State how many lines of the items below contain the string "button", with case counting, and give only that number.

»»

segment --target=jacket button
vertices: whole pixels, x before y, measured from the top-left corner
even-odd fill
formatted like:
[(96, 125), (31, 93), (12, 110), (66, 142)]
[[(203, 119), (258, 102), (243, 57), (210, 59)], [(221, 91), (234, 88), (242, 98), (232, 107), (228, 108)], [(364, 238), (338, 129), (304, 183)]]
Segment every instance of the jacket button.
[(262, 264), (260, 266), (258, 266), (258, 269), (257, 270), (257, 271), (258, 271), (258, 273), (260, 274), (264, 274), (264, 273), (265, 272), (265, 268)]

««

*Output below*
2